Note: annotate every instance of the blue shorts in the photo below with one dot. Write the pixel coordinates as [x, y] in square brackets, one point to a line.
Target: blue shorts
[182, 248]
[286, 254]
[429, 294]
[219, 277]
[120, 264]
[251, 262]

..........

What is being asked
From top to bottom, return the material above unchanged.

Solved exercise
Note: annotate every instance of the blue shorts in the photo below with one dot. Write the pixel coordinates as [x, y] in square brackets, one point to a line.
Target: blue shorts
[182, 248]
[286, 254]
[429, 294]
[219, 277]
[120, 264]
[251, 262]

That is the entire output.